— Direction A —
From the 1934 All-Eastern football team text, quote the passage between "Three Eastern players" and "Shotwell of Pittsburgh.", inclusive.
— Direction B —
Answer these questions using the 1934 All-Eastern football team text:
(i) Which team was recognized as the 1934 national champion?
(ii) Which school did tackle Jim Steen play for?
(iii) Which Princeton player appears in the list of quarterbacks?
— Direction C —
Name every player listed under the Halfbacks heading in the 1934 All-Eastern football team text.

— Text block —

========================

= 1934 All-Eastern football team =

College football honor

The 1934 All-Eastern football team consists of American football players chosen by various selectors as the best players at each position among the Eastern colleges and universities during the 1934 college football season.

Four players were selected to the first team by all four of the known selectors: quarterback Buzz Borries of Navy; halfback Jack Buckler of Army; tackle Jim Steen of Syracuse; and guard Chuck Hartwig for Pittsburgh.

The 1934 Pittsburgh Panthers football team were recognized as the 1934 national champion and placed seven players on at least one of the first-team All-Eastern teams.

Three Eastern players received All-Eastern honors and were also consensus picks on the 1934 All-America college football team: guard Chuck Hartwig of Pittsburgh; halfback Buzz Borries of Navy; and center George Shotwell of Pittsburgh.

==All-Eastern selections==
===Quarterbacks===
- Buzz Borries, Navy (AP-1 [hb], CP-1, AK, JS-1)
- Miller Munjas, Pittsburgh (AP-1)
- Kats Kadlic, Princeton (AP-2)
- Thomas Tomb, Columbia (CP-2)

===Halfbacks===
- Jack Buckler, Army (AP-1, CP-1, AK, JS-1)
- Mike Nicksick, Pittsburgh (CP-1)
- Bill Shepherd, Western Maryland (AP-2, AK)
- Tuffy Leemans, George Washington (JS-1)
- Garry Levan, Princeton (AP-2)
- Pepper Constable, Princeton (CP-2)

========================

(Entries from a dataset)
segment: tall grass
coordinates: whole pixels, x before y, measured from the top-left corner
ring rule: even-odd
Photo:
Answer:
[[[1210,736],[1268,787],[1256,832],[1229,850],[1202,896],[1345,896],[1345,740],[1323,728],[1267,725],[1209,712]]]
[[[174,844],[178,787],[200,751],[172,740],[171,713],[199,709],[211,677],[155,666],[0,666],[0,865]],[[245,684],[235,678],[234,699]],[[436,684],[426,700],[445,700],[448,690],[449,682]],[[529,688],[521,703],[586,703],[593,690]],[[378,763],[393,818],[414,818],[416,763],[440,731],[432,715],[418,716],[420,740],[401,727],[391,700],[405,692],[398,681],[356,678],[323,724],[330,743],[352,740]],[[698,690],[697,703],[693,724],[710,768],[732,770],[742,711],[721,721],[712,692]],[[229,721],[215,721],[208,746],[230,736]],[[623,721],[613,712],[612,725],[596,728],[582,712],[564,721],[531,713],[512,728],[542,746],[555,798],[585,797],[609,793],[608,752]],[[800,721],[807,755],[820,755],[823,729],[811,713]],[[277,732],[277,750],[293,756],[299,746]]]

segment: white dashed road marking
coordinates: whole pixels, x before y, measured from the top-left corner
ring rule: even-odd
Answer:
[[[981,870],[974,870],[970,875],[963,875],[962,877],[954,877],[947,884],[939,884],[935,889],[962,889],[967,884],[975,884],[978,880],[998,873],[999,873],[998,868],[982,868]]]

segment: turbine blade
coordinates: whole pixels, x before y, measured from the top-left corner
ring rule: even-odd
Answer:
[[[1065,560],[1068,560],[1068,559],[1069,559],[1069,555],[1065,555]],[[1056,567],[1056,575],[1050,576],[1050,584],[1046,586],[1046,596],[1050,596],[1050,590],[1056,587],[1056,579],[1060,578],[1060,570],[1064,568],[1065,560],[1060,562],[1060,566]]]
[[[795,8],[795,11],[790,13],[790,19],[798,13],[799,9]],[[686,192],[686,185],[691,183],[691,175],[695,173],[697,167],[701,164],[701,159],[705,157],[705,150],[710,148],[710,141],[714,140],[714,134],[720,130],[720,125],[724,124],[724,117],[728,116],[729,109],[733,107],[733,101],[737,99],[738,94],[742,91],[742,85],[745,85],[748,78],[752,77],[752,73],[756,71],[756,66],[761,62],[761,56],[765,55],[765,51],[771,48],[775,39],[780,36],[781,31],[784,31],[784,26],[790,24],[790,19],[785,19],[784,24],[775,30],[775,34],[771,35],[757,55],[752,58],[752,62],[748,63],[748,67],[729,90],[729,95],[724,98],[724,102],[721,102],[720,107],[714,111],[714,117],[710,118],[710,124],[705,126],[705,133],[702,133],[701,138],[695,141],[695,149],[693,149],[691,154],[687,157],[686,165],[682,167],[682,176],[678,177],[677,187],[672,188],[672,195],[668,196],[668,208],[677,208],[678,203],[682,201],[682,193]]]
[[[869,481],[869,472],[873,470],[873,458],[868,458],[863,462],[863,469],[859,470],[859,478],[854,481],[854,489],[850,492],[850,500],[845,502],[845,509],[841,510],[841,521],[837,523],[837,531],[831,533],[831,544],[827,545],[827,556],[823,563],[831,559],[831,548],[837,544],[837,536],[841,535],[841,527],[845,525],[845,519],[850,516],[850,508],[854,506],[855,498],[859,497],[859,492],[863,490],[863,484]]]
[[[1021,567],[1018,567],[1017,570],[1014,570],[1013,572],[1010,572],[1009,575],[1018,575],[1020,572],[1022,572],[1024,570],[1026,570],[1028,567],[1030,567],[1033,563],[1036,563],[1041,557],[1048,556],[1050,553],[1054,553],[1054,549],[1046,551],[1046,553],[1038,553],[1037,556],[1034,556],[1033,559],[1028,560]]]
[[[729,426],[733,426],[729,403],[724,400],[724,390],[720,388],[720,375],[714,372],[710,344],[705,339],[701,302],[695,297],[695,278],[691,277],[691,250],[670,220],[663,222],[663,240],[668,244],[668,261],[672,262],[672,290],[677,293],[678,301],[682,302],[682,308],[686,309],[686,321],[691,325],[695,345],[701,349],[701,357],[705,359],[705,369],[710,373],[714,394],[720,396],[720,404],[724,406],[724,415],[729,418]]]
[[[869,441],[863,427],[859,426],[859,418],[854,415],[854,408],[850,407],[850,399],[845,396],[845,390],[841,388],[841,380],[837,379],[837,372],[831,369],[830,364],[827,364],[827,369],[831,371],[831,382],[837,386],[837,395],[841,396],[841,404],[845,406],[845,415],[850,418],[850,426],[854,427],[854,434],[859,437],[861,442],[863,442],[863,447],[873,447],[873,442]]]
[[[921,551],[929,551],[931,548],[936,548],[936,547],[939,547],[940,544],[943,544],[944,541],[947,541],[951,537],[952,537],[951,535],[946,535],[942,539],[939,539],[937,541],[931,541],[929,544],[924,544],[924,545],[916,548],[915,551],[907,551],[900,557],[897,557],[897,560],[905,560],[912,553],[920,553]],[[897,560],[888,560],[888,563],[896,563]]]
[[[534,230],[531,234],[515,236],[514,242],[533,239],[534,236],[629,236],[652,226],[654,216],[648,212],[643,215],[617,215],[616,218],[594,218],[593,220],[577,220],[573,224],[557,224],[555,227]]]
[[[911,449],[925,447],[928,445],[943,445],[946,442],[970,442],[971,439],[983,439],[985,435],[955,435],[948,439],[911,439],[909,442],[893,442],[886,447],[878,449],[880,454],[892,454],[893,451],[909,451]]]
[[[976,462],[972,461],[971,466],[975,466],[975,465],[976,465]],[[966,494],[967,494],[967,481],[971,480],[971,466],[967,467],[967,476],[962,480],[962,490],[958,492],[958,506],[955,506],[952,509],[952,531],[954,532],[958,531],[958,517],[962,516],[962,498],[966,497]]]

========================

— Task response A —
Three Eastern players received All-Eastern honors and were also consensus picks on the 1934 All-America college football team: guard Chuck Hartwig of Pittsburgh; halfback Buzz Borries of Navy; and center George Shotwell of Pittsburgh.

— Task response B —
(i) The 1934 Pittsburgh Panthers football team
(ii) Syracuse
(iii) Kats Kadlic

— Task response C —
Jack Buckler, Mike Nicksick, Bill Shepherd, Tuffy Leemans, Garry Levan, Pepper Constable